*SHORT PROBLEM*. Drop the pictures and extract exactly the lines from the one that contains "white wall and report the pixel coordinates." through the end of the material.

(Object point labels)
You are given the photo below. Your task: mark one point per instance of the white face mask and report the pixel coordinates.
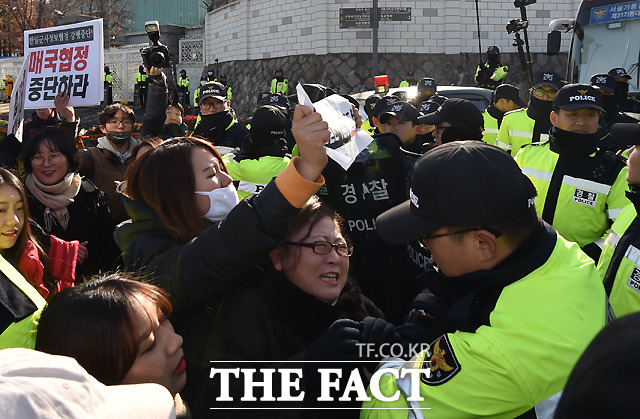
(221, 201)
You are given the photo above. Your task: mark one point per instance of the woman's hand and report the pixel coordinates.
(83, 252)
(357, 116)
(311, 133)
(61, 102)
(154, 70)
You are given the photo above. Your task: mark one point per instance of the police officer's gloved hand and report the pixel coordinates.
(426, 321)
(159, 79)
(484, 74)
(338, 343)
(374, 333)
(378, 331)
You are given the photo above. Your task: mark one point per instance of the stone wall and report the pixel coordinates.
(351, 73)
(252, 38)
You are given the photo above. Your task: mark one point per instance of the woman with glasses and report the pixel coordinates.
(290, 313)
(106, 163)
(66, 205)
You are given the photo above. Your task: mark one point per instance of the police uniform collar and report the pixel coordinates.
(495, 112)
(633, 194)
(473, 296)
(567, 142)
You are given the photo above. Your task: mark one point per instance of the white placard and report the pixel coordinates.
(346, 142)
(64, 58)
(16, 107)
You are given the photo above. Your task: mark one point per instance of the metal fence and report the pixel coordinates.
(123, 63)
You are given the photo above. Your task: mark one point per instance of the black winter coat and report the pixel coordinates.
(273, 321)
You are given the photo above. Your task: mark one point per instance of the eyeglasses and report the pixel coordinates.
(323, 247)
(466, 230)
(441, 128)
(216, 104)
(53, 158)
(542, 92)
(116, 122)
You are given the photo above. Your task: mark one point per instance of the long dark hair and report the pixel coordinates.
(95, 324)
(163, 179)
(13, 254)
(56, 140)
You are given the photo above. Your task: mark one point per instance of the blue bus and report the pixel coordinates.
(604, 34)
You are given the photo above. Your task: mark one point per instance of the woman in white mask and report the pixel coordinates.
(188, 230)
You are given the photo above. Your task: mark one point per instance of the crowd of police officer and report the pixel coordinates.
(477, 232)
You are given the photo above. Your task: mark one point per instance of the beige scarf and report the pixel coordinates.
(55, 198)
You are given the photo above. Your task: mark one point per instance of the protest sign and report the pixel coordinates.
(346, 142)
(67, 59)
(16, 107)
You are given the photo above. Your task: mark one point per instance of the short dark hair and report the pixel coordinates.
(514, 230)
(111, 110)
(55, 140)
(163, 179)
(178, 107)
(95, 324)
(314, 210)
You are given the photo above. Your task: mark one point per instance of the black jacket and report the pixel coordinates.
(273, 321)
(196, 273)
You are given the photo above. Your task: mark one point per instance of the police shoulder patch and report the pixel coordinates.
(442, 365)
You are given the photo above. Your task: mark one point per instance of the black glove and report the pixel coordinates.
(159, 79)
(378, 331)
(426, 321)
(338, 343)
(484, 74)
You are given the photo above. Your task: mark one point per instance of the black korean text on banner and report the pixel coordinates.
(64, 59)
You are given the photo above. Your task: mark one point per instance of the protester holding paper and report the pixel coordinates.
(293, 314)
(187, 231)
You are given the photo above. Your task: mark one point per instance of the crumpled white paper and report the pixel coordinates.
(346, 142)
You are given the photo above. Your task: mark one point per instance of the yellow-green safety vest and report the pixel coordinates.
(280, 86)
(540, 326)
(184, 82)
(490, 128)
(516, 130)
(585, 208)
(624, 295)
(254, 174)
(21, 334)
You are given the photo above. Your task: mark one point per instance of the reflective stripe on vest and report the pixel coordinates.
(612, 239)
(633, 254)
(546, 408)
(504, 146)
(571, 181)
(250, 187)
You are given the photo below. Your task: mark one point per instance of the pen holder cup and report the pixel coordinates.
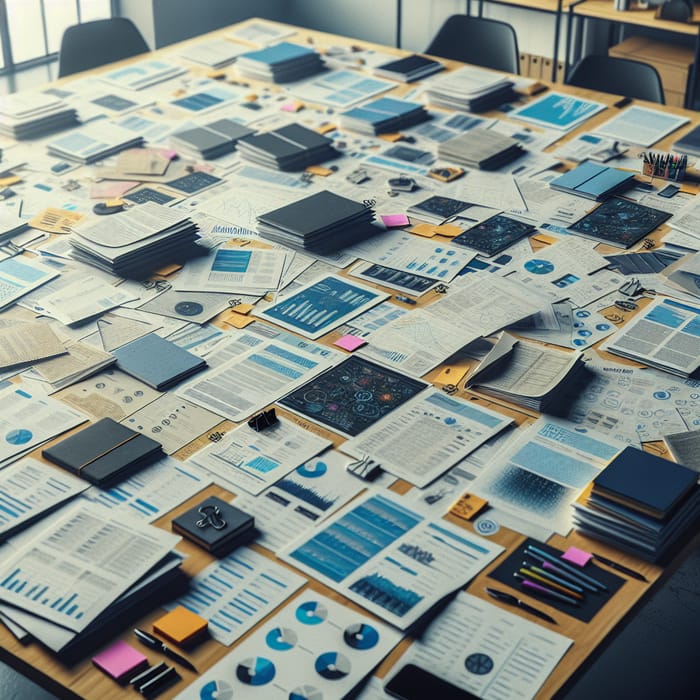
(667, 166)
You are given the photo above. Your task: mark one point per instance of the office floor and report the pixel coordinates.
(654, 656)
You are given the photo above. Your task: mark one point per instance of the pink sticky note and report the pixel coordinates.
(119, 660)
(350, 342)
(394, 220)
(577, 556)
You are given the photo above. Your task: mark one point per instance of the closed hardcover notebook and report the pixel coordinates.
(156, 361)
(104, 452)
(645, 482)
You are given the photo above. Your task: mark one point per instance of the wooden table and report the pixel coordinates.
(86, 682)
(604, 10)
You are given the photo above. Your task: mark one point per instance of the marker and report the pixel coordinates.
(569, 568)
(532, 586)
(544, 581)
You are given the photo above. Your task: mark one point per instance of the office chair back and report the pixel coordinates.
(92, 44)
(479, 41)
(619, 76)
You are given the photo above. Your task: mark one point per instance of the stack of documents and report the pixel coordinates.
(94, 574)
(409, 68)
(281, 63)
(93, 142)
(530, 375)
(291, 147)
(481, 148)
(33, 115)
(593, 181)
(137, 241)
(323, 222)
(210, 140)
(384, 115)
(641, 503)
(470, 89)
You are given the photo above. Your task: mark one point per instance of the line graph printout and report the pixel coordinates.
(390, 559)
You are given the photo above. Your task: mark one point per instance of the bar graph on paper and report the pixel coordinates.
(235, 593)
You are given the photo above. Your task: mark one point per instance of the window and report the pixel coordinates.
(31, 30)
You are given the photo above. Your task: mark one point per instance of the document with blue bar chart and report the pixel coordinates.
(390, 559)
(236, 592)
(78, 567)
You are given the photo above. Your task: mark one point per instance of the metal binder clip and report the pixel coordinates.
(264, 419)
(365, 468)
(212, 516)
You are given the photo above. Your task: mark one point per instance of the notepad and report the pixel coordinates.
(157, 362)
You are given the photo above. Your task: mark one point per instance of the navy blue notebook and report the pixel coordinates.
(644, 482)
(157, 362)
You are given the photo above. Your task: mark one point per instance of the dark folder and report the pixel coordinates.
(105, 452)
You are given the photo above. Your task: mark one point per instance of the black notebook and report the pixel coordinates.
(105, 452)
(215, 525)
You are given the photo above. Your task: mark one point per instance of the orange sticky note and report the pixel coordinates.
(425, 230)
(449, 230)
(181, 625)
(468, 506)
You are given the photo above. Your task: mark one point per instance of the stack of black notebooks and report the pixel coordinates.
(292, 147)
(640, 503)
(384, 115)
(481, 148)
(211, 140)
(281, 63)
(409, 68)
(157, 236)
(322, 223)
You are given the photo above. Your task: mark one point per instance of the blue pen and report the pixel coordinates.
(567, 567)
(560, 572)
(556, 579)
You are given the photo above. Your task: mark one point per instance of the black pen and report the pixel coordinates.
(512, 600)
(155, 643)
(619, 567)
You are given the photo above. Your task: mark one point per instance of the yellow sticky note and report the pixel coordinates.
(237, 320)
(449, 230)
(468, 506)
(425, 230)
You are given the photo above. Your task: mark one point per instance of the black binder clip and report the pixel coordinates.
(263, 420)
(365, 468)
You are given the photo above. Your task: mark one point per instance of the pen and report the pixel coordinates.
(531, 575)
(155, 643)
(512, 600)
(567, 567)
(556, 579)
(619, 567)
(532, 586)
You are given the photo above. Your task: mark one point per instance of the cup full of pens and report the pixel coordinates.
(667, 166)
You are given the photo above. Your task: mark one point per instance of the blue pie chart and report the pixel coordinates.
(311, 613)
(216, 690)
(313, 469)
(539, 267)
(19, 436)
(255, 671)
(281, 639)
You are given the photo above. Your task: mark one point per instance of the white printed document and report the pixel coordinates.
(252, 461)
(390, 559)
(488, 651)
(426, 436)
(73, 571)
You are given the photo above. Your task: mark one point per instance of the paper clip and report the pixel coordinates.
(365, 468)
(264, 419)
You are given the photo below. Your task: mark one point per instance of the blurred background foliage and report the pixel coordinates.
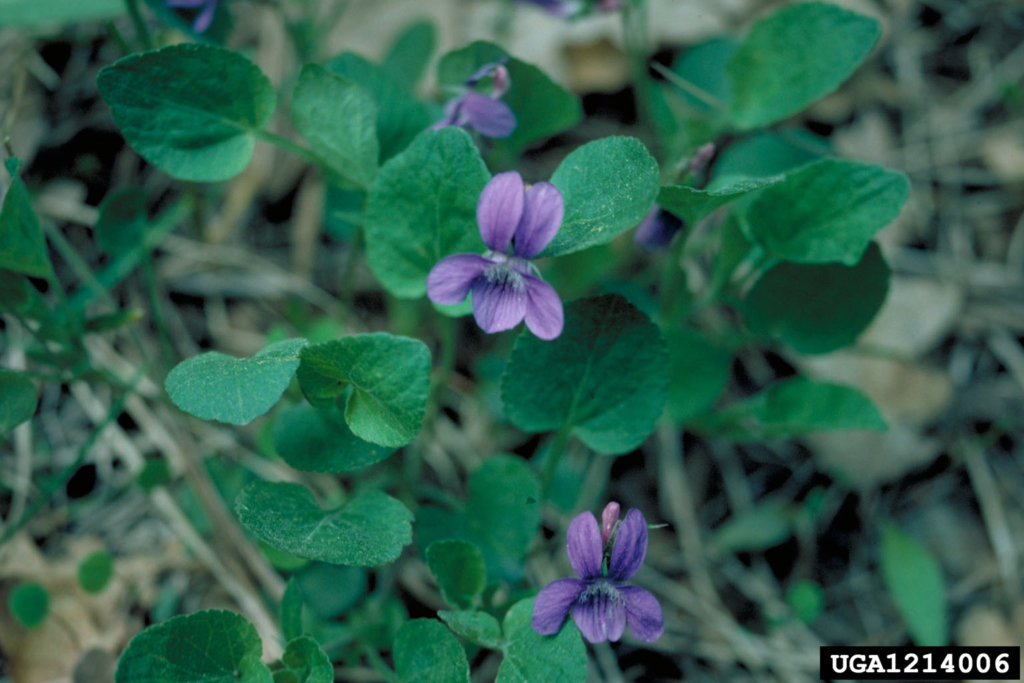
(772, 547)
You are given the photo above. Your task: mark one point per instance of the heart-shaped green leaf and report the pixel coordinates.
(369, 530)
(795, 56)
(603, 378)
(691, 205)
(608, 186)
(304, 662)
(530, 656)
(826, 211)
(423, 208)
(214, 386)
(817, 308)
(914, 581)
(501, 517)
(339, 119)
(794, 408)
(213, 646)
(23, 247)
(478, 628)
(389, 378)
(400, 117)
(189, 110)
(427, 652)
(458, 566)
(318, 440)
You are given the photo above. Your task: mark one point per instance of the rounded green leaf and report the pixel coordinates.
(318, 440)
(817, 308)
(796, 407)
(17, 399)
(23, 247)
(604, 377)
(213, 646)
(214, 386)
(608, 186)
(914, 581)
(95, 571)
(458, 566)
(427, 652)
(806, 600)
(400, 117)
(501, 517)
(478, 628)
(304, 662)
(542, 107)
(825, 211)
(339, 119)
(409, 55)
(691, 205)
(699, 371)
(530, 656)
(29, 603)
(189, 110)
(122, 222)
(423, 208)
(795, 56)
(369, 530)
(389, 377)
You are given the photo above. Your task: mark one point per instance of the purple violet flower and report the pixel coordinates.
(507, 288)
(485, 114)
(204, 18)
(601, 605)
(657, 228)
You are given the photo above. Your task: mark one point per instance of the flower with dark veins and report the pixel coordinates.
(600, 603)
(487, 115)
(204, 18)
(507, 288)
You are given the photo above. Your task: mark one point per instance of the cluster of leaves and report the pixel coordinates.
(793, 254)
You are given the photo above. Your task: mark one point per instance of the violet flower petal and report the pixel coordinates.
(643, 613)
(450, 280)
(500, 303)
(551, 605)
(500, 209)
(542, 217)
(205, 17)
(602, 617)
(493, 118)
(585, 547)
(545, 316)
(630, 548)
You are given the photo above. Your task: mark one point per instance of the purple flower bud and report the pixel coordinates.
(657, 228)
(600, 603)
(608, 520)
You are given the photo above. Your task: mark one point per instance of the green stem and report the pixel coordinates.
(638, 47)
(555, 455)
(140, 29)
(375, 659)
(294, 147)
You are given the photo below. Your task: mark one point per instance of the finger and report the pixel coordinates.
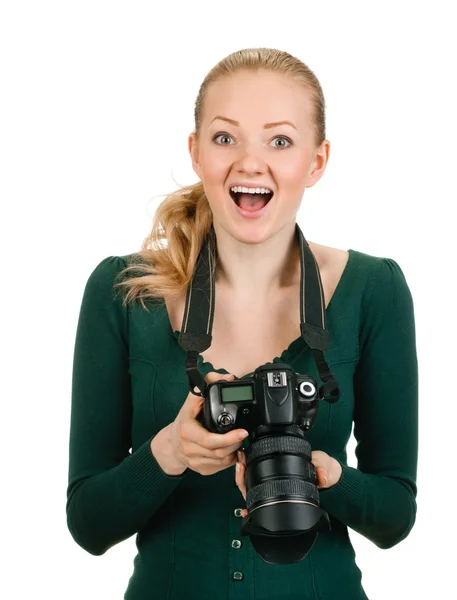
(213, 441)
(322, 477)
(193, 449)
(193, 403)
(212, 377)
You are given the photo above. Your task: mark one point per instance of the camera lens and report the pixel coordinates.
(282, 497)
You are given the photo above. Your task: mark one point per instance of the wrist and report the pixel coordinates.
(163, 451)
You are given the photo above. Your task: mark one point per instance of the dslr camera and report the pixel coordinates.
(276, 406)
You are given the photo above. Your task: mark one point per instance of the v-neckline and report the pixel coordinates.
(289, 353)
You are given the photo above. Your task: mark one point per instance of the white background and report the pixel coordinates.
(96, 106)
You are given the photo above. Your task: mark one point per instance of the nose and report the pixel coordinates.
(250, 160)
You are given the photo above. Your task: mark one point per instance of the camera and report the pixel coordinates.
(276, 406)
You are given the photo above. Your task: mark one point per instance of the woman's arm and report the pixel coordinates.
(111, 493)
(378, 499)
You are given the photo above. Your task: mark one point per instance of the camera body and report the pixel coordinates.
(274, 397)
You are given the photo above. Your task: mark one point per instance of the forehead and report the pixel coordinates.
(257, 97)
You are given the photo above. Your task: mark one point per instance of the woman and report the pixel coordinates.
(259, 122)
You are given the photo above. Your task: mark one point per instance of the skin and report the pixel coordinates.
(259, 256)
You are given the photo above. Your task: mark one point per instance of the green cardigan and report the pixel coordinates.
(129, 381)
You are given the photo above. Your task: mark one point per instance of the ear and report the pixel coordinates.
(318, 164)
(193, 151)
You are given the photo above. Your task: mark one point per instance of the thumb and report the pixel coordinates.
(193, 405)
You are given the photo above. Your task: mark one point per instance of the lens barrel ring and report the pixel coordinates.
(284, 444)
(279, 489)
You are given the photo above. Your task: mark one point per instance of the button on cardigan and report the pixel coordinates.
(129, 381)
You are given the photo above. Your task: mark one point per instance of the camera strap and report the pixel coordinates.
(196, 331)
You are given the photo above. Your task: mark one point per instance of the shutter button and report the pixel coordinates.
(225, 420)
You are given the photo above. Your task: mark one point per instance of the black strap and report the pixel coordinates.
(195, 335)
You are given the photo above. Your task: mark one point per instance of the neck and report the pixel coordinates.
(257, 270)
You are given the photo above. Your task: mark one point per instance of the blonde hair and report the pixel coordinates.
(184, 218)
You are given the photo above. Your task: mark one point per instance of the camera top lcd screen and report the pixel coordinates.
(237, 393)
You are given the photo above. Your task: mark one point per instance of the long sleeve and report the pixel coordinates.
(111, 493)
(378, 499)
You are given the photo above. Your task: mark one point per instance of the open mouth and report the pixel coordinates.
(251, 201)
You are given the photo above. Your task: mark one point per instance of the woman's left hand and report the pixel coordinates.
(328, 471)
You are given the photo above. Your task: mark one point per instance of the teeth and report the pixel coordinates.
(240, 189)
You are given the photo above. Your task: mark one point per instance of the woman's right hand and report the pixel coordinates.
(195, 447)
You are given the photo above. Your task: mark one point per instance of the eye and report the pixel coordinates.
(279, 137)
(226, 135)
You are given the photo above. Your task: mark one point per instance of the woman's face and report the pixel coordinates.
(283, 157)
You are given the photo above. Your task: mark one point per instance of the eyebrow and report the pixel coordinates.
(266, 126)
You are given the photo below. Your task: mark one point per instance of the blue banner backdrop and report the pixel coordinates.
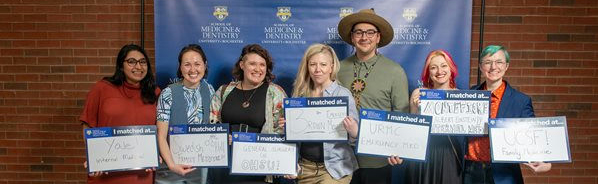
(287, 27)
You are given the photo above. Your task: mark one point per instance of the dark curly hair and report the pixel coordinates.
(259, 50)
(148, 84)
(189, 48)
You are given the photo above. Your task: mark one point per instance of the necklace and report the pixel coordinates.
(246, 103)
(358, 84)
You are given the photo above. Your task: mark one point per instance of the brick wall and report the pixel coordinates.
(52, 51)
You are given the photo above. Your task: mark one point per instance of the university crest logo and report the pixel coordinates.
(409, 14)
(220, 12)
(345, 11)
(284, 13)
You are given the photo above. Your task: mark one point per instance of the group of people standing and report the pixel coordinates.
(253, 103)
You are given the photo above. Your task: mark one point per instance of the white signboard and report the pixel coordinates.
(529, 139)
(202, 145)
(456, 112)
(383, 133)
(263, 154)
(316, 119)
(121, 148)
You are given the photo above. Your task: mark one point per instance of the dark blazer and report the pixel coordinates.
(514, 104)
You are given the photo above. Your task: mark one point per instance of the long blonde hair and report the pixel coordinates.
(303, 85)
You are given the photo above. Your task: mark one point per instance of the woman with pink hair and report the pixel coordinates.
(444, 163)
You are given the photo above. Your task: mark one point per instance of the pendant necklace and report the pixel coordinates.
(359, 84)
(246, 103)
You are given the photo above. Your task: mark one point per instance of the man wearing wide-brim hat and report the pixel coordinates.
(375, 81)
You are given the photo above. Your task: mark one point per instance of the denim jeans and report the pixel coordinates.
(477, 173)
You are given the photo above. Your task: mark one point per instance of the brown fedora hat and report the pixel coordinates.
(367, 16)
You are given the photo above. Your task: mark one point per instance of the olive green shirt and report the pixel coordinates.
(386, 89)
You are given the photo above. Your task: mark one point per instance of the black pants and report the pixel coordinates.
(477, 173)
(381, 175)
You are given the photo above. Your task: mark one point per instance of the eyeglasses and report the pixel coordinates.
(132, 62)
(488, 63)
(359, 33)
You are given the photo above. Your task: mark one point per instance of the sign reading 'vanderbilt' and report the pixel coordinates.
(383, 133)
(456, 112)
(529, 139)
(316, 119)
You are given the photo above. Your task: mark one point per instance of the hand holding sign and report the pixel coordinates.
(383, 133)
(121, 148)
(529, 139)
(456, 112)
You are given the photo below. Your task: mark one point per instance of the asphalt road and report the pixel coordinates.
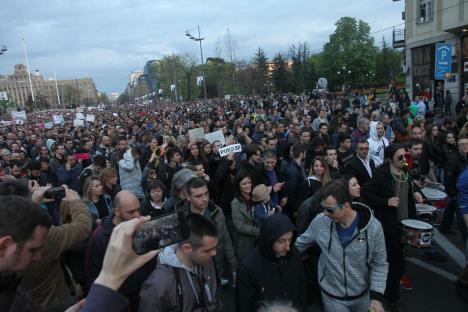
(432, 281)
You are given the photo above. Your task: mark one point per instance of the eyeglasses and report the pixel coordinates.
(331, 209)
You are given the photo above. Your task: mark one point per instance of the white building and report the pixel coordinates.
(428, 22)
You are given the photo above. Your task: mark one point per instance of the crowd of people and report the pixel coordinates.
(307, 211)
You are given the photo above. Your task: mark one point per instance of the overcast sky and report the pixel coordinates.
(106, 39)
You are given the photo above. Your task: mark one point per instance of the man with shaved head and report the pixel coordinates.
(126, 207)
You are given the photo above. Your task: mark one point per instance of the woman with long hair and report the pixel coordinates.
(194, 153)
(99, 204)
(153, 204)
(319, 175)
(109, 181)
(241, 207)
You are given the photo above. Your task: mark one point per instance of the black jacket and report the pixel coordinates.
(376, 194)
(456, 162)
(13, 297)
(263, 276)
(356, 168)
(297, 188)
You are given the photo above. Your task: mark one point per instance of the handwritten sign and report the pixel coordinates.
(197, 133)
(78, 122)
(216, 136)
(90, 118)
(58, 119)
(19, 115)
(234, 148)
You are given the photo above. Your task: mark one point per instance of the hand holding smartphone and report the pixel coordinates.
(161, 232)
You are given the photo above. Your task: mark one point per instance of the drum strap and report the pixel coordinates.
(367, 251)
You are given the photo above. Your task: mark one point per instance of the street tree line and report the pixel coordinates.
(350, 57)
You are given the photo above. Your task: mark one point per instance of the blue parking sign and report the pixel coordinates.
(443, 60)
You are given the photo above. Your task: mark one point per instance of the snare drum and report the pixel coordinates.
(416, 233)
(425, 212)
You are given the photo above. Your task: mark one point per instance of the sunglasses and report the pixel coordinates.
(331, 209)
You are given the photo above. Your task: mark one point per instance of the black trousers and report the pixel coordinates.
(396, 262)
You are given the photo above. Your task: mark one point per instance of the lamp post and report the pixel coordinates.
(199, 39)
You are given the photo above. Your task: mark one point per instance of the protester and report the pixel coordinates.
(185, 276)
(273, 270)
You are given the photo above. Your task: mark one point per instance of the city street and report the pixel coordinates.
(433, 282)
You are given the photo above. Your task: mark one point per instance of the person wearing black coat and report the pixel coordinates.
(355, 166)
(273, 270)
(296, 186)
(390, 194)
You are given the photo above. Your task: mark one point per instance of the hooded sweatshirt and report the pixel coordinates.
(174, 287)
(263, 276)
(131, 175)
(349, 271)
(376, 144)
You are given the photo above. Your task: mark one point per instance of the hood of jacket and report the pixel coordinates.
(373, 130)
(107, 224)
(168, 257)
(128, 155)
(271, 229)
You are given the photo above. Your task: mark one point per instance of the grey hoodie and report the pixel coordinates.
(131, 174)
(376, 144)
(359, 266)
(159, 291)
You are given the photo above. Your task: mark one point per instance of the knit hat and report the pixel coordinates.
(260, 193)
(49, 144)
(182, 177)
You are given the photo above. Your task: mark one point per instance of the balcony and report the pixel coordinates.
(399, 38)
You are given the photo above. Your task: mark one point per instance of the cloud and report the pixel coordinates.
(106, 39)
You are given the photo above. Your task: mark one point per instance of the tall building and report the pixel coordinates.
(428, 22)
(151, 78)
(71, 92)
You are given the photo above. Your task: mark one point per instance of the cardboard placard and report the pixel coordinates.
(90, 118)
(78, 123)
(21, 115)
(58, 119)
(216, 136)
(234, 148)
(197, 133)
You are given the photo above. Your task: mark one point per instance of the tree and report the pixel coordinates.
(260, 74)
(103, 98)
(71, 95)
(350, 52)
(280, 73)
(123, 98)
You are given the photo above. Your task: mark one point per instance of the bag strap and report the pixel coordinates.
(179, 294)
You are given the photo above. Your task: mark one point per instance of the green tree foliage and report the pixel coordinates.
(103, 98)
(123, 99)
(351, 46)
(280, 73)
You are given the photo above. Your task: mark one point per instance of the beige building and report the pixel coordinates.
(71, 92)
(428, 22)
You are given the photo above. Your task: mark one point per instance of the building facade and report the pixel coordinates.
(71, 92)
(428, 22)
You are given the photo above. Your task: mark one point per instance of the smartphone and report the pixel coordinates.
(158, 233)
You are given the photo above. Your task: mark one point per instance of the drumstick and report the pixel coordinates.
(397, 191)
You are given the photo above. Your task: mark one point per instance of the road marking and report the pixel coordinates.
(450, 248)
(433, 269)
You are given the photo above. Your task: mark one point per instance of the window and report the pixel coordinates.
(425, 11)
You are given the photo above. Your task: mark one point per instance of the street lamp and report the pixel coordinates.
(199, 39)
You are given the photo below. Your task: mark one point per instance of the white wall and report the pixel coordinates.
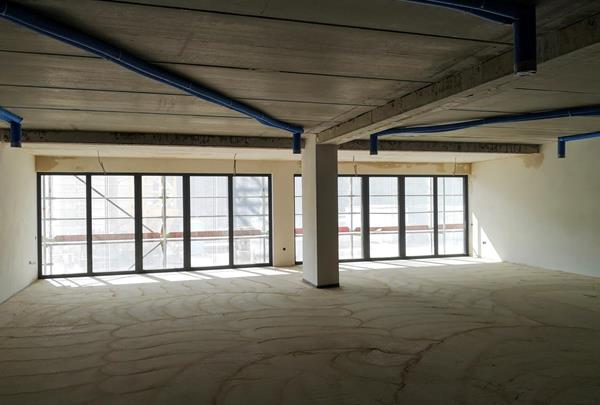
(540, 210)
(18, 224)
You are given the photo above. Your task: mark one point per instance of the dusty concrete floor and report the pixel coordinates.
(414, 332)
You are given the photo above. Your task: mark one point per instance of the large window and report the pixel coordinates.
(419, 216)
(383, 217)
(209, 221)
(298, 230)
(113, 223)
(396, 216)
(162, 220)
(63, 224)
(350, 217)
(108, 223)
(451, 215)
(251, 219)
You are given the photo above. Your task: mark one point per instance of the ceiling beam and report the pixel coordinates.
(471, 84)
(225, 141)
(444, 146)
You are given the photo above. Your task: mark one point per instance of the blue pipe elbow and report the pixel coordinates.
(373, 145)
(297, 143)
(15, 126)
(15, 135)
(28, 18)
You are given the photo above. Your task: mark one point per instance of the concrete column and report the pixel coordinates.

*OUTPUT BELOW*.
You are given the photo below. Your task: mark one point per instance of the white wall and report the pixel coordinates.
(540, 210)
(18, 224)
You are given the photo above. Your task: mark one point per instance of the dusty concrete floor and report the pixel coordinates.
(414, 332)
You are given the photo above. Your task: mark one point per instance of the large window and report the pixel coordinates.
(419, 216)
(383, 217)
(209, 221)
(298, 230)
(113, 223)
(396, 216)
(162, 220)
(63, 224)
(350, 217)
(108, 223)
(451, 215)
(251, 219)
You are given the photo above. Your task: mark one point per instance of the ceiling beam and report the pixel coordinates.
(471, 84)
(225, 141)
(444, 146)
You are given the photo above. Your task: mark one point per instance of the blue pipe elbow and report the pixel coordinates.
(373, 145)
(297, 143)
(15, 126)
(15, 135)
(28, 18)
You are given the photo above. Your task: mark one point per instance of the concrete column and report the pixel coordinates.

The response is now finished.